[Begin EXCERPTED RECORDS]

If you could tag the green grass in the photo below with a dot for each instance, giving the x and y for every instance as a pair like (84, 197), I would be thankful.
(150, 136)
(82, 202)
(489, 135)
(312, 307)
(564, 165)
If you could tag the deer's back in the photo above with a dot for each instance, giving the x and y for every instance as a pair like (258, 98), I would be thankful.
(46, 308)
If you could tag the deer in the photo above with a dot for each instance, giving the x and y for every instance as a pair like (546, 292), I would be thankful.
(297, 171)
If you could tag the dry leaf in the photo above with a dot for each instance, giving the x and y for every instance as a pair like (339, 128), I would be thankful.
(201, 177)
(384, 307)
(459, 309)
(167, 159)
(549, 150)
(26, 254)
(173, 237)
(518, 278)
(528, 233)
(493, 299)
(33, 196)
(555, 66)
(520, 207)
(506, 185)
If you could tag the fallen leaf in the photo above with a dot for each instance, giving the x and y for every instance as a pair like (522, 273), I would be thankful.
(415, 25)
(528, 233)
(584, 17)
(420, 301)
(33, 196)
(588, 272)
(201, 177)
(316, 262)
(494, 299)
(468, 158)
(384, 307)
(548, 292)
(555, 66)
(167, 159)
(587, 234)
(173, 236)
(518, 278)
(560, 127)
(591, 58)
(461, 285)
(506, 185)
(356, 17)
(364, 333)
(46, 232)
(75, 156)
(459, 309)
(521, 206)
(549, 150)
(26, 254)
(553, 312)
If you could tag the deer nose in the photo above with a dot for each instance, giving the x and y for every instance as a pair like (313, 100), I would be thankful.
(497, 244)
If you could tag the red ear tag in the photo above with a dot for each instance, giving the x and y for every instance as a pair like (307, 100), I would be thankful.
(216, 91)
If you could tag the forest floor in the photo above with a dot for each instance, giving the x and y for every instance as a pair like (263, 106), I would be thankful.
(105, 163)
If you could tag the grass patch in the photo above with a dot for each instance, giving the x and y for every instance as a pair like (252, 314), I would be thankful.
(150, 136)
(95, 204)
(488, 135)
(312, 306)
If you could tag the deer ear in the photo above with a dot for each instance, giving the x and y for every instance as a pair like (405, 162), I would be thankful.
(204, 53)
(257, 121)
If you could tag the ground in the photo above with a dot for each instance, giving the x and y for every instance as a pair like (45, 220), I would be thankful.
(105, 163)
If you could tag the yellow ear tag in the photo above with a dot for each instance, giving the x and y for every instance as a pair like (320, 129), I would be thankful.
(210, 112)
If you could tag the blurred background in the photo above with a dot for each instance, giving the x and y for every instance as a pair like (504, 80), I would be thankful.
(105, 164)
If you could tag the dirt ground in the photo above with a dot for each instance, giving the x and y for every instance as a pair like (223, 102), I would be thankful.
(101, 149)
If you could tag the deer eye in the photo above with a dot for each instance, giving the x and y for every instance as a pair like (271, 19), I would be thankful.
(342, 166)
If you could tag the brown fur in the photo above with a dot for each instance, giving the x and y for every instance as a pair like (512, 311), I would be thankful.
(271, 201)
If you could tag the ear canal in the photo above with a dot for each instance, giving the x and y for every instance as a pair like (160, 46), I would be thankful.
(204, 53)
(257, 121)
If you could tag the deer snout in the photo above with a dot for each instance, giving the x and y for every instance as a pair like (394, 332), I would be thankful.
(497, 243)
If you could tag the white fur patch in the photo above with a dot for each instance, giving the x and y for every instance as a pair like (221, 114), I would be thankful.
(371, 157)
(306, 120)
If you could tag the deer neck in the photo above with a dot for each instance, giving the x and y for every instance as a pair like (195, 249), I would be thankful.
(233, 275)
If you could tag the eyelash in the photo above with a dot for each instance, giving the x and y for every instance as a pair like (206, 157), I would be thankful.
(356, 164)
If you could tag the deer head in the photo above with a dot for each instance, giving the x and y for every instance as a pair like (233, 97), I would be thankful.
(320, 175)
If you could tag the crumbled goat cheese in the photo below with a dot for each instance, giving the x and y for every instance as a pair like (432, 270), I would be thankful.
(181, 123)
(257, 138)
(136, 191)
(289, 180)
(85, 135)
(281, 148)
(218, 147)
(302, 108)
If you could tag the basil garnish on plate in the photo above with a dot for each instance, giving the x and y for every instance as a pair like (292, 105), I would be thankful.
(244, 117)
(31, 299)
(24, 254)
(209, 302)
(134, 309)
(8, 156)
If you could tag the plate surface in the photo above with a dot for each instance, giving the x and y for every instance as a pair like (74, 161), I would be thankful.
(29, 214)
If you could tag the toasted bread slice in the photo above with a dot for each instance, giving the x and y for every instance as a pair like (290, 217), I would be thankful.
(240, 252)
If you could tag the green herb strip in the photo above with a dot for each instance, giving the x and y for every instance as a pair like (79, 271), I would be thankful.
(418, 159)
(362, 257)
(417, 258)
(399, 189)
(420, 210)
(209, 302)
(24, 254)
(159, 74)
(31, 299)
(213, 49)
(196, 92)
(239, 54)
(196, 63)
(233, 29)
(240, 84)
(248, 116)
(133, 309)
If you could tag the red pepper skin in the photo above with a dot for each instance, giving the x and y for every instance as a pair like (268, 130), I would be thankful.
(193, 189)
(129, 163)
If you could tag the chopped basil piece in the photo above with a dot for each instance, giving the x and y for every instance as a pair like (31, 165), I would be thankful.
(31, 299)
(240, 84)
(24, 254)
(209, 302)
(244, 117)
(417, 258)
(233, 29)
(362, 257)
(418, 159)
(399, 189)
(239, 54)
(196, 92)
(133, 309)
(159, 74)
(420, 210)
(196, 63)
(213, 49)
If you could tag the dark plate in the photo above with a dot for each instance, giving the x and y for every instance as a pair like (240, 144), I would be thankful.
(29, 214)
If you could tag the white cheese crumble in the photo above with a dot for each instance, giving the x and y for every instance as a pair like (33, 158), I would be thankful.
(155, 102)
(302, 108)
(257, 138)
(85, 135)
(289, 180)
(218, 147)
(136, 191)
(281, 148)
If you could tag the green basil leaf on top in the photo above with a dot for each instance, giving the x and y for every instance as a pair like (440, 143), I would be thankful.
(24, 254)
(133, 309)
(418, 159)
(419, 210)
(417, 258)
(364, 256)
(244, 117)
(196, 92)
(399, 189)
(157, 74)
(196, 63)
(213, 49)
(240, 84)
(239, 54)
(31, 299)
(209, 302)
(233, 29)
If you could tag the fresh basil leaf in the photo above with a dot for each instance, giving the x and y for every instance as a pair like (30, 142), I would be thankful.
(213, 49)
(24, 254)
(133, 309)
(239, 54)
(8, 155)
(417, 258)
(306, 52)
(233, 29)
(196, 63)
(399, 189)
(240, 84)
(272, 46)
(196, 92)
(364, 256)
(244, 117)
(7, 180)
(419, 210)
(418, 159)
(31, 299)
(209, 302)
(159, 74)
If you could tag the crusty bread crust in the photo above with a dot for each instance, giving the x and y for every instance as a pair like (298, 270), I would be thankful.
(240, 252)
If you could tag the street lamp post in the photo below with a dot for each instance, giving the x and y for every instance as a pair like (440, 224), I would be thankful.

[End EXCERPTED RECORDS]

### BRIEF
Convert every line of the items above into a Markdown table with two columns, "Row" for the row number and "Line" for the line itself. Leave out blank lines.

### TASK OUTPUT
| Row | Line |
|---|---|
| 1 | If you could tag the green grass in the photo below with a dot for each instance, giving the x and y for every instance as a pair like (84, 197), I would be thankful. |
| 2 | (150, 136) |
| 3 | (82, 202) |
| 4 | (489, 135) |
| 5 | (312, 307) |
| 6 | (564, 165) |
| 7 | If you could tag the deer's back in the photo above with a dot for each instance, giving the x and y for every instance as a pair like (258, 98), I would be thankful. |
| 8 | (46, 308) |
| 9 | If you could tag the deer in the photo above with a dot for each instance, giving the x and y for every instance as a pair like (546, 292), I would be thankful. |
| 10 | (297, 171) |
| 11 | If you could tag the dry leaf in the photo above with a dot for each instance, giving the x and y for every instance as a pair like (339, 128), I would be thankful. |
| 12 | (201, 177) |
| 13 | (384, 307) |
| 14 | (459, 309) |
| 15 | (167, 159) |
| 16 | (549, 150) |
| 17 | (26, 254) |
| 18 | (173, 237) |
| 19 | (518, 278) |
| 20 | (528, 233) |
| 21 | (493, 299) |
| 22 | (33, 196) |
| 23 | (555, 66) |
| 24 | (520, 207) |
| 25 | (506, 185) |
| 26 | If you could tag the fallen leaf in the photo above with a dot for each instance, giving the x and y for every instance as a pair like (522, 273), I would be thankful. |
| 27 | (415, 25) |
| 28 | (528, 233) |
| 29 | (584, 17) |
| 30 | (420, 301) |
| 31 | (33, 196) |
| 32 | (588, 272) |
| 33 | (201, 177) |
| 34 | (316, 262) |
| 35 | (494, 299) |
| 36 | (468, 158) |
| 37 | (384, 307) |
| 38 | (548, 292) |
| 39 | (555, 66) |
| 40 | (167, 159) |
| 41 | (587, 234) |
| 42 | (173, 236) |
| 43 | (518, 278) |
| 44 | (560, 127) |
| 45 | (591, 58) |
| 46 | (461, 285) |
| 47 | (506, 185) |
| 48 | (356, 17) |
| 49 | (364, 333) |
| 50 | (46, 232) |
| 51 | (75, 156) |
| 52 | (459, 309) |
| 53 | (521, 206) |
| 54 | (549, 150) |
| 55 | (26, 254) |
| 56 | (553, 312) |
| 57 | If you could tag the deer nose in the photo above with a dot for each instance, giving the x and y for every instance as a pair like (313, 100), I would be thankful. |
| 58 | (497, 244) |
| 59 | If you could tag the red ear tag in the photo above with a dot for each instance, giving the x and y for every instance as a pair like (307, 100), I would be thankful. |
| 60 | (216, 91) |
| 61 | If you could tag the forest floor in the photo above with a dot for each instance, giving the x and y for every instance as a pair like (263, 106), I would be thankful. |
| 62 | (105, 163) |
| 63 | If you could tag the grass patch in the photo above with a dot for each instance, giving the x and y for every instance as a pair like (252, 314), I would be thankful. |
| 64 | (150, 136) |
| 65 | (95, 204) |
| 66 | (488, 135) |
| 67 | (312, 306) |
| 68 | If you could tag the deer ear in the photo above with a dot for each instance, giving the x and y for every instance as a pair like (405, 162), I would be thankful. |
| 69 | (204, 53) |
| 70 | (257, 121) |
| 71 | If you could tag the ground in the photo above with a dot for each instance, giving the x and y for every instance as a pair like (45, 220), I would be thankful. |
| 72 | (105, 163) |
| 73 | If you could tag the yellow ear tag in the photo above with a dot for each instance, giving the x and y for every instance as a pair like (320, 129), I would be thankful. |
| 74 | (210, 112) |
| 75 | If you could tag the blurred background in the photo above with a dot for each instance, giving the x and y for every instance as a pair like (504, 80), I would be thankful. |
| 76 | (105, 164) |
| 77 | If you could tag the dirt ground in the photo above with a dot for each instance, giving the x and y for every instance as a pair like (223, 102), I would be thankful. |
| 78 | (101, 149) |
| 79 | If you could tag the deer eye in the photo above with a dot for each instance, giving the x and y for every instance as a pair like (271, 19), I would be thankful. |
| 80 | (342, 166) |
| 81 | If you could tag the brown fur in the photo above with a dot for each instance, giving the x and y for every instance as a pair like (512, 311), I would be thankful. |
| 82 | (271, 201) |
| 83 | If you could tag the ear canal in the photo above with a dot for each instance, giving the x and y for every instance as a pair like (160, 46), I would be thankful. |
| 84 | (204, 53) |
| 85 | (257, 121) |
| 86 | If you could tag the deer snout in the photo above with a dot for each instance, giving the x and y for every instance as a pair like (394, 332), I would be thankful. |
| 87 | (497, 243) |
| 88 | If you could tag the white fur patch in the photo above with a dot for each instance, giving the x and y for every instance as a pair like (221, 114), I would be thankful. |
| 89 | (371, 157) |
| 90 | (306, 120) |
| 91 | If you could tag the deer neck in the photo above with a dot for each instance, giving the x and y for every instance as a pair like (195, 249), I would be thankful. |
| 92 | (233, 275) |
| 93 | If you could tag the eyelash in the photo above with a dot for each instance, giving the x and y for every instance as a pair like (206, 157), I would be thankful. |
| 94 | (356, 164) |
| 95 | If you could tag the deer head in the photo above with a dot for each instance, giving the x and y for every instance as a pair like (233, 97), I would be thankful. |
| 96 | (320, 175) |
| 97 | If you could tag the crumbled goat cheese in the photo below with a dot for each instance, giving the x and y for every instance as a pair like (432, 270), I would be thankful. |
| 98 | (181, 123) |
| 99 | (257, 138) |
| 100 | (136, 191) |
| 101 | (289, 180) |
| 102 | (85, 135) |
| 103 | (281, 148) |
| 104 | (218, 147) |
| 105 | (302, 108) |
| 106 | If you could tag the basil garnish on plate in the photo above with a dot for each instance, giving the x and y for every instance as a pair like (292, 105), I would be thankful. |
| 107 | (244, 117) |
| 108 | (31, 299) |
| 109 | (24, 254) |
| 110 | (209, 302) |
| 111 | (134, 309) |
| 112 | (8, 156) |
| 113 | If you could tag the plate surface in the photo above with a dot for each instance, giving the x and y for every instance as a pair like (74, 161), I would be thankful. |
| 114 | (29, 214) |
| 115 | If you could tag the toasted bread slice in the photo above with a dot for each instance, giving the x and y for every instance as a pair like (290, 217), I would be thankful. |
| 116 | (240, 252) |
| 117 | If you could tag the green herb strip in the photo above with a dot for each instance, giving the x and y for every instance as a pair like (79, 271), I would be thankful. |
| 118 | (418, 159) |
| 119 | (362, 257) |
| 120 | (417, 258) |
| 121 | (399, 189) |
| 122 | (420, 210) |
| 123 | (209, 302) |
| 124 | (24, 254) |
| 125 | (159, 74) |
| 126 | (31, 299) |
| 127 | (213, 49) |
| 128 | (196, 92) |
| 129 | (239, 54) |
| 130 | (196, 63) |
| 131 | (233, 29) |
| 132 | (240, 84) |
| 133 | (248, 116) |
| 134 | (133, 309) |
| 135 | If you could tag the red pepper skin in the photo above with a dot for each instance, giving the x and y for every instance as a pair like (268, 130), I would be thankful. |
| 136 | (193, 189) |
| 137 | (129, 163) |
| 138 | If you could tag the chopped basil piece in the photo above with a dot for each instance, giving the x and y for every instance as a pair like (31, 165), I would be thankful. |
| 139 | (31, 299) |
| 140 | (240, 84) |
| 141 | (24, 254) |
| 142 | (209, 302) |
| 143 | (244, 117) |
| 144 | (417, 258) |
| 145 | (233, 29) |
| 146 | (362, 257) |
| 147 | (418, 159) |
| 148 | (399, 189) |
| 149 | (239, 54) |
| 150 | (196, 92) |
| 151 | (133, 309) |
| 152 | (159, 74) |
| 153 | (420, 210) |
| 154 | (196, 63) |
| 155 | (213, 49) |
| 156 | If you could tag the dark plate in the photo above with a dot for each instance, giving the x and y for every instance as a pair like (240, 144), I would be thankful. |
| 157 | (29, 214) |
| 158 | If you could tag the white cheese crumble in the photo above with a dot for each instance, giving the x and y for every instance as a pair like (33, 158), I would be thankful. |
| 159 | (155, 102) |
| 160 | (302, 108) |
| 161 | (257, 138) |
| 162 | (85, 135) |
| 163 | (289, 180) |
| 164 | (218, 147) |
| 165 | (136, 191) |
| 166 | (281, 148) |
| 167 | If you could tag the green basil leaf on top in the photo above with a dot for each instance, giving the x and y for every instance as a pair like (440, 143), I would be thankful. |
| 168 | (24, 254) |
| 169 | (133, 309) |
| 170 | (418, 159) |
| 171 | (419, 210) |
| 172 | (417, 258) |
| 173 | (364, 256) |
| 174 | (244, 117) |
| 175 | (196, 92) |
| 176 | (399, 189) |
| 177 | (157, 74) |
| 178 | (196, 63) |
| 179 | (213, 49) |
| 180 | (240, 84) |
| 181 | (239, 54) |
| 182 | (31, 299) |
| 183 | (209, 302) |
| 184 | (233, 29) |
| 185 | If you could tag the fresh basil leaf in the photo above with a dot for each instance, giving the x and y for every instance as a pair like (30, 142), I would be thankful. |
| 186 | (213, 49) |
| 187 | (24, 254) |
| 188 | (133, 309) |
| 189 | (239, 54) |
| 190 | (8, 155) |
| 191 | (417, 258) |
| 192 | (306, 52) |
| 193 | (233, 29) |
| 194 | (196, 63) |
| 195 | (399, 189) |
| 196 | (240, 84) |
| 197 | (272, 46) |
| 198 | (196, 92) |
| 199 | (364, 256) |
| 200 | (244, 117) |
| 201 | (7, 180) |
| 202 | (419, 210) |
| 203 | (418, 159) |
| 204 | (31, 299) |
| 205 | (209, 302) |
| 206 | (159, 74) |
| 207 | If you could tag the crusty bread crust in the photo above with a dot for each instance, giving the x and y for every instance as a pair like (298, 270), I would be thankful. |
| 208 | (240, 252) |
| 209 | If you could tag the street lamp post in the photo below with a dot for each instance, giving the x and y for every instance as a pair like (440, 224), I would be thankful. |